EXERCISE DESCRIPTION: Could you copy out the material below word for word, leaving the pictures out?

*-*-*

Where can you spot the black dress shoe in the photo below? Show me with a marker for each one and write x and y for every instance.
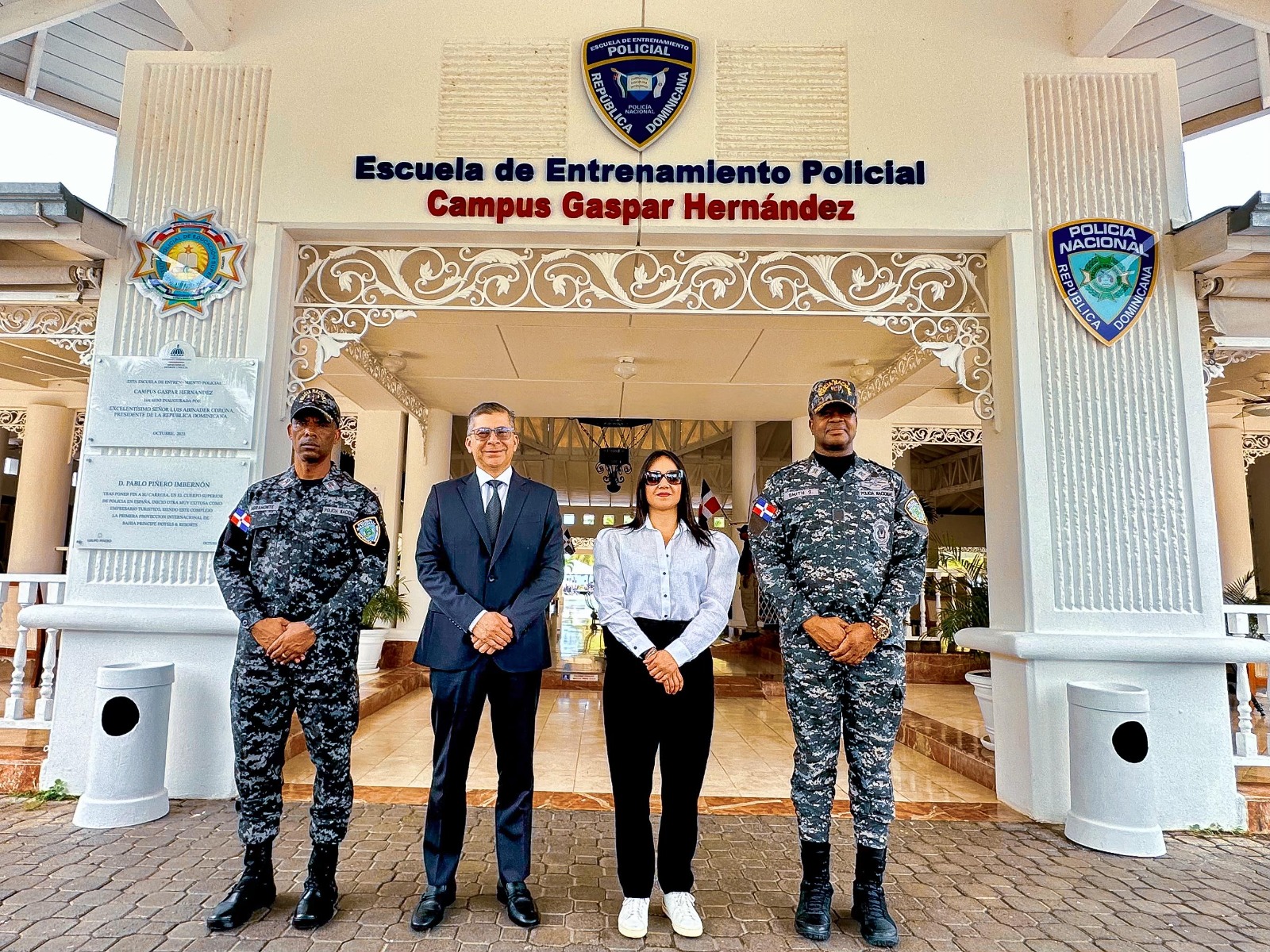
(253, 892)
(431, 908)
(520, 904)
(317, 905)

*-*-*

THE COMPLETED TASK:
Where can you spot the black dress shoe in the photo below? Show me with a marker for each one and write x and y for every instance.
(253, 892)
(431, 908)
(520, 904)
(317, 905)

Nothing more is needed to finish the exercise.